_STATED EXERCISE_
Below are the entries; output exactly the lines from the one containing "The function indicates a point for each instance of the bird's" through the final line, inclusive.

Start of TASK INPUT

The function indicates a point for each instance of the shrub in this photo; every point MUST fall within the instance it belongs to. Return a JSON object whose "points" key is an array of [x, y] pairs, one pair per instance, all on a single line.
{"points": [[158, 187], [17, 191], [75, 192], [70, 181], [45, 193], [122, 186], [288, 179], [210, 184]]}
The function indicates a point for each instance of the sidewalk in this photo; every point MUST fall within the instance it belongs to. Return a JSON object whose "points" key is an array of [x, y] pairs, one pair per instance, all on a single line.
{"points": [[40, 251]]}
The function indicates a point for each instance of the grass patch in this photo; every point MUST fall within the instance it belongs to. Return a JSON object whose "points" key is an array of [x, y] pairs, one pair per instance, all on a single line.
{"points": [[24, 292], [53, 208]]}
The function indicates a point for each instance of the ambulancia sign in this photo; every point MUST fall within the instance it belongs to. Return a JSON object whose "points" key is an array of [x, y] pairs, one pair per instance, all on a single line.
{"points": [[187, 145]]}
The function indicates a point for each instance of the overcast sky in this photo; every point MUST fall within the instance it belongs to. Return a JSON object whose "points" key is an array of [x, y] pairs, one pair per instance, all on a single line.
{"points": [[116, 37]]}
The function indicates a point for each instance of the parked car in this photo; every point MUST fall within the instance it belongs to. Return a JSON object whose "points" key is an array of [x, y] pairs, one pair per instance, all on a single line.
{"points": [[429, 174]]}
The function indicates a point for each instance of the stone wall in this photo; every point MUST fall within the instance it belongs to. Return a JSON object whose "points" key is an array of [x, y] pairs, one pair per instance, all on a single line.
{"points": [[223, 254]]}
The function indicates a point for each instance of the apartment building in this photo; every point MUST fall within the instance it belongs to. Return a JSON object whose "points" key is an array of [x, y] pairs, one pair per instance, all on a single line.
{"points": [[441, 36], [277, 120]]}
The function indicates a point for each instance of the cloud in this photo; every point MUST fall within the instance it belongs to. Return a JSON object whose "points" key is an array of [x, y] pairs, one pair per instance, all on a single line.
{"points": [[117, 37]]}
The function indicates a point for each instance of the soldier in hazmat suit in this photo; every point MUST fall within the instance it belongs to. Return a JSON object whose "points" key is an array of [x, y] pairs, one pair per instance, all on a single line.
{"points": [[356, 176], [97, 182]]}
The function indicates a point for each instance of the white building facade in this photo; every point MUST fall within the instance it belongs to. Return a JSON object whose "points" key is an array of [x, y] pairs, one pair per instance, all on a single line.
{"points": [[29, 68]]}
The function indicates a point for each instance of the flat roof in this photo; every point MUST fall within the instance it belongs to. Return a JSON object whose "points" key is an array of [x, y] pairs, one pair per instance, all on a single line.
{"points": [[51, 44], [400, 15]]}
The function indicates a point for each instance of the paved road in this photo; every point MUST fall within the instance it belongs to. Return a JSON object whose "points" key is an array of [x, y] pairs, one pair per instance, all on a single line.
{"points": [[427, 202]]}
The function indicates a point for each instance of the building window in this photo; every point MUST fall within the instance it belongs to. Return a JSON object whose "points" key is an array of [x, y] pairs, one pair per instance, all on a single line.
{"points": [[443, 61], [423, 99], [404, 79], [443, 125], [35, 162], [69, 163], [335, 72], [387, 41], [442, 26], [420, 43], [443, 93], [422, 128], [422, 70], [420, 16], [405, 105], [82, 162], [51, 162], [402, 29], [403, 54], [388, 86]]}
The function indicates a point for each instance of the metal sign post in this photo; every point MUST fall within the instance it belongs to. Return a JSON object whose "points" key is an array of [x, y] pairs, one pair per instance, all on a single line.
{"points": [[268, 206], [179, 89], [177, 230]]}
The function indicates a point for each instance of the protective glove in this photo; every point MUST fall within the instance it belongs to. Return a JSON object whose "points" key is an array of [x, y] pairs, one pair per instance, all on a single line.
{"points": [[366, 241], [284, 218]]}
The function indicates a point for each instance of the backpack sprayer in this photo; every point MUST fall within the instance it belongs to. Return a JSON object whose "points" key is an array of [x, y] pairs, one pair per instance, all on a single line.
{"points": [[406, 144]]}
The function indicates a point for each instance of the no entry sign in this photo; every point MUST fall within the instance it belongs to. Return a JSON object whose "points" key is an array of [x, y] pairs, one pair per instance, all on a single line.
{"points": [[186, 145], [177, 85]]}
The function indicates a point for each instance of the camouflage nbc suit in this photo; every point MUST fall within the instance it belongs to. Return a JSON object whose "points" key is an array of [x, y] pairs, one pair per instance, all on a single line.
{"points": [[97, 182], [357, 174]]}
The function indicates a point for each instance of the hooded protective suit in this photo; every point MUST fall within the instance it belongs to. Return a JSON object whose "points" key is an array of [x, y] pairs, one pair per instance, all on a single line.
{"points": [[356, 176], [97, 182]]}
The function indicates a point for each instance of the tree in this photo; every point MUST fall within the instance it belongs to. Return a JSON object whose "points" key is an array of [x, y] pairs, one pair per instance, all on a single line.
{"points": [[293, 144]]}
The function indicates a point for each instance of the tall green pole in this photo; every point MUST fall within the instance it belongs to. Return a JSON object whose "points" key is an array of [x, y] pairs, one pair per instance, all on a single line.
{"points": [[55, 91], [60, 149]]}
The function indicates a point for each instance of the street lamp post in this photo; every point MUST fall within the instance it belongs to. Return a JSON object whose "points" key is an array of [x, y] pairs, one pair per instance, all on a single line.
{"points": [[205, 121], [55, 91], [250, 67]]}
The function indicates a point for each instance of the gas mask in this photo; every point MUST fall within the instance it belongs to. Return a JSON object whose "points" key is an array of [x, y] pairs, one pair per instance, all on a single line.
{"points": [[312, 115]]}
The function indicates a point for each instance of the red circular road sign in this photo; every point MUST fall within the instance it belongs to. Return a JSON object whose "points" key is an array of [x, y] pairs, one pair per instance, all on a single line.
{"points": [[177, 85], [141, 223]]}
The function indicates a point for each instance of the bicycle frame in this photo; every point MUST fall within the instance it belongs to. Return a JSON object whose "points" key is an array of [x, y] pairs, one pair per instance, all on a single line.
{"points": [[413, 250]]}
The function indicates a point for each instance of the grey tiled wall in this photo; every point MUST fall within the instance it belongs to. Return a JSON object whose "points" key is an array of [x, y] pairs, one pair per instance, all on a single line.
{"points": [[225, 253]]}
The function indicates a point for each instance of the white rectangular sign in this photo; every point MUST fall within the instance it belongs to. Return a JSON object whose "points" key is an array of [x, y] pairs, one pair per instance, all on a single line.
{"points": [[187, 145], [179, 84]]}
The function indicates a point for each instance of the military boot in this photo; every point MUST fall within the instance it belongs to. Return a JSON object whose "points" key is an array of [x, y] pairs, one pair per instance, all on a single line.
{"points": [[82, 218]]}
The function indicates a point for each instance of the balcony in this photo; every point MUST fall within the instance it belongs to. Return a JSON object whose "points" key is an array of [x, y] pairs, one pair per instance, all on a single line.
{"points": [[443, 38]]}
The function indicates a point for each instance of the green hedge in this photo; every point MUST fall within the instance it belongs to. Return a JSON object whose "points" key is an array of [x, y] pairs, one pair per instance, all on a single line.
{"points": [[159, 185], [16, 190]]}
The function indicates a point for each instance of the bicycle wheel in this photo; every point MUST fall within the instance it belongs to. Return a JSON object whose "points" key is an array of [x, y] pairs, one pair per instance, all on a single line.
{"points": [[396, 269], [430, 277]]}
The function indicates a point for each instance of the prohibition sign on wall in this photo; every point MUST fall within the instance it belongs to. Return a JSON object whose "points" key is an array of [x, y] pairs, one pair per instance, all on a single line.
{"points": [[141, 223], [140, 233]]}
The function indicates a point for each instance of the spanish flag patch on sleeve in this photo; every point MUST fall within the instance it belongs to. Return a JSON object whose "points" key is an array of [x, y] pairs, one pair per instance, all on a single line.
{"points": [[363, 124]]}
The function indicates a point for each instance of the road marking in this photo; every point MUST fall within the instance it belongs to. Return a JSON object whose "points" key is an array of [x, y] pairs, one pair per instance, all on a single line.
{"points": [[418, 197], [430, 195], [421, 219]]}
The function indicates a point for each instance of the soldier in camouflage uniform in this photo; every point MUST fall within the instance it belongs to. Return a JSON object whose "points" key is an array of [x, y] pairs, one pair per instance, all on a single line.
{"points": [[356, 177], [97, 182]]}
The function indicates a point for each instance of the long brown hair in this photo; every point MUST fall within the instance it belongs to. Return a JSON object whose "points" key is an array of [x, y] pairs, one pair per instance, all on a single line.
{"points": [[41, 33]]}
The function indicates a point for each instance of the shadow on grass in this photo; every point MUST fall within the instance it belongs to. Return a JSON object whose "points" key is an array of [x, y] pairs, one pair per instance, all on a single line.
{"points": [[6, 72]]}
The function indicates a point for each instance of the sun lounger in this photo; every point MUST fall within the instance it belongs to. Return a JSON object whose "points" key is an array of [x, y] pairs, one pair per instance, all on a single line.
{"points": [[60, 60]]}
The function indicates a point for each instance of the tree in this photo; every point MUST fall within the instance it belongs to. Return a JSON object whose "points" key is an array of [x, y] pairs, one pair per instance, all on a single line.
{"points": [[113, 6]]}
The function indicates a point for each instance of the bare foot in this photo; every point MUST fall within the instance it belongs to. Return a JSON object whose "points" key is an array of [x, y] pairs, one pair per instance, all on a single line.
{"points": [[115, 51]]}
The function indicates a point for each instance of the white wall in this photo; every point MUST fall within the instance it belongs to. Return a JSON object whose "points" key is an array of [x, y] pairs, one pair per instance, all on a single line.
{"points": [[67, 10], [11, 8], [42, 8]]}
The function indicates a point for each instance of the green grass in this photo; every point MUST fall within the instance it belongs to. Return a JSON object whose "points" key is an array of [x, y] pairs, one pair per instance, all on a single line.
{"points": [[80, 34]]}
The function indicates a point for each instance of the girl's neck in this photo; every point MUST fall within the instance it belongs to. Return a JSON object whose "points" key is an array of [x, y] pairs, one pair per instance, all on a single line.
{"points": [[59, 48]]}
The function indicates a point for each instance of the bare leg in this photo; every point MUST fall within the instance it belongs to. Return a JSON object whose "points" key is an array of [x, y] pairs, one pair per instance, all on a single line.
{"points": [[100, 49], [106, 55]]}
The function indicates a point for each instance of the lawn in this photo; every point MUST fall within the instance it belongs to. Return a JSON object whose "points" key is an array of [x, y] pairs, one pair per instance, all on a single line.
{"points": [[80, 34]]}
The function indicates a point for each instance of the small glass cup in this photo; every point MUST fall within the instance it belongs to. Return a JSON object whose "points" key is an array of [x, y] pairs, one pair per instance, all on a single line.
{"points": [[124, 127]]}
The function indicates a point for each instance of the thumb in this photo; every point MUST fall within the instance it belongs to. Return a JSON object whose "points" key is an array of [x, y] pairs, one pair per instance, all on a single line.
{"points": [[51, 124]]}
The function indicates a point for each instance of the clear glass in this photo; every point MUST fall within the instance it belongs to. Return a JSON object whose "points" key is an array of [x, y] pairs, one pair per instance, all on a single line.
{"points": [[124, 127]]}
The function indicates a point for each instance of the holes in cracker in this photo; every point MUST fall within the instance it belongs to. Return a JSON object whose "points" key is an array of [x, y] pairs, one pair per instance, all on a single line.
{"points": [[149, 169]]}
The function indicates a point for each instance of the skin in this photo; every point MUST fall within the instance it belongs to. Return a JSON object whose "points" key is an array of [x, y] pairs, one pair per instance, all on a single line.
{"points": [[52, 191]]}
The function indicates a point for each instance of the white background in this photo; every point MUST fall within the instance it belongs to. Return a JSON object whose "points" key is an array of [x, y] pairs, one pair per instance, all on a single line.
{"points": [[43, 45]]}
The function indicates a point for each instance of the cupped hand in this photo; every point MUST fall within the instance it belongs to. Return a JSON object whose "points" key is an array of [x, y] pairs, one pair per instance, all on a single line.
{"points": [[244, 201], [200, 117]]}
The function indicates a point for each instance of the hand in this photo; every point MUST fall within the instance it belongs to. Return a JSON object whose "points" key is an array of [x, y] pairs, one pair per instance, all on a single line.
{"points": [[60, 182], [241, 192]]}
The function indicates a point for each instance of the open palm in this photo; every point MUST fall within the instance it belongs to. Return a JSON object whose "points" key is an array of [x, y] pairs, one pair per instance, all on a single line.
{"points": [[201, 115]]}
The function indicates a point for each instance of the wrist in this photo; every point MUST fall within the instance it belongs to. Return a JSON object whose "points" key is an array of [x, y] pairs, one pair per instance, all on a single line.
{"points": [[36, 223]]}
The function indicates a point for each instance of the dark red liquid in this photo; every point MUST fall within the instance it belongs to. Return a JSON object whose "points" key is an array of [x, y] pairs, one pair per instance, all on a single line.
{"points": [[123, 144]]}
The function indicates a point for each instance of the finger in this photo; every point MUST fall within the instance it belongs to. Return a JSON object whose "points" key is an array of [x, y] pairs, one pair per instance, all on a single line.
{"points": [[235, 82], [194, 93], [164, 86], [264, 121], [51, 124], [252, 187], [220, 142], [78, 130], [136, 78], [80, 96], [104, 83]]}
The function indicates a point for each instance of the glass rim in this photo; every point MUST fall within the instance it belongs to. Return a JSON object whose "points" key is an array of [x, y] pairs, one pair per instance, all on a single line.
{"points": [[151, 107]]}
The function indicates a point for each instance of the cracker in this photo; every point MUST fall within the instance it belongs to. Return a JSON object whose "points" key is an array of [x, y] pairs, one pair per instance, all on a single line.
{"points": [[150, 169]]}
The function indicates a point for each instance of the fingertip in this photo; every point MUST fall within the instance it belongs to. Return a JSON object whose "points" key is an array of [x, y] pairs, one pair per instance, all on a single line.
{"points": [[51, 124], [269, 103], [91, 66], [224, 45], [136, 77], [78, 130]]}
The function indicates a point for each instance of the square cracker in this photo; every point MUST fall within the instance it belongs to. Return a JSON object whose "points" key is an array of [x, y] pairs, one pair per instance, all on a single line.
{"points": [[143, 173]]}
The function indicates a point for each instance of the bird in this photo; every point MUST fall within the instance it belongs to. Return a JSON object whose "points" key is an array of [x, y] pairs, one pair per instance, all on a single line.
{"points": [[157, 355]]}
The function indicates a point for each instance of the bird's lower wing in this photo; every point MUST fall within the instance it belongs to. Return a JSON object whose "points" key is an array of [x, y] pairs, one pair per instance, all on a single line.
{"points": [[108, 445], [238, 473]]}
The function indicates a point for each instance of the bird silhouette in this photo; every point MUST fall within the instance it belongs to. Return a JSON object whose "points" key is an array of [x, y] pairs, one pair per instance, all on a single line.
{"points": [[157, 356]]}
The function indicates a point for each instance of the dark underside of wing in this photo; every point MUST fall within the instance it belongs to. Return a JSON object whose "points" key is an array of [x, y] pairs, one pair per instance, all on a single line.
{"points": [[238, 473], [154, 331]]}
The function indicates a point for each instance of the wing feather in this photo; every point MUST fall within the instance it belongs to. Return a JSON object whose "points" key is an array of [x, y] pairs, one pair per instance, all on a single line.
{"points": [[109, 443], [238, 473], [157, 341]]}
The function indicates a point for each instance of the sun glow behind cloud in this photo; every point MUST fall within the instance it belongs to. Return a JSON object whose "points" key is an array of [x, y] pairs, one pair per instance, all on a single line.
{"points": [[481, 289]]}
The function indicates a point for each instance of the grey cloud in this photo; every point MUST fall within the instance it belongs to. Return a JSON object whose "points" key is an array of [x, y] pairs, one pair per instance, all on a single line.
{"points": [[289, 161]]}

End of TASK INPUT

_RESPONSE TO THIS TASK_
The function indicates a point for each instance of the bird's lower wing in this photo; every point MUST fall within the instance it belongs to. Return a JSON object whose "points" key is an array of [x, y] pairs, one pair per instance, all on a single line.
{"points": [[108, 445], [238, 473]]}
The function indicates a point for each instance of the bird silhouette in this photo; every point MUST fall within the instance it belongs to. Return a JSON object whose "points" key is an array of [x, y] pairs, one pair per instance, all on a single line.
{"points": [[157, 356]]}
The function indicates a point for each instance of the dark underside of wing in this photo; every point MUST fall within the instance it belongs to. Return a JSON object whose "points" key is an array of [x, y] pairs, one pair per instance, all on a single line.
{"points": [[238, 473], [154, 331]]}
The function indicates a point for each instance of the wing feather in this photo; every point MUST fall within the instance it belongs to. Return a JSON object whose "points" key is an array of [x, y] pairs, one pair per instance, all on a single line.
{"points": [[109, 443], [238, 473], [157, 341]]}
The function indicates a point for each instance of the sun glow behind cloud in this photo; every point MUST fall within the instance it belongs to. Return a JSON object whose "points" key is an array of [x, y] pairs, one pair per instance, all on a single line.
{"points": [[481, 289]]}
The function indicates a point for each instance of the grey cloud in this photo; every point MUST fall within the instance it belongs to. Return a JSON object whose "points" key is an array of [x, y] pairs, one pair per instance, all on a single line.
{"points": [[289, 161]]}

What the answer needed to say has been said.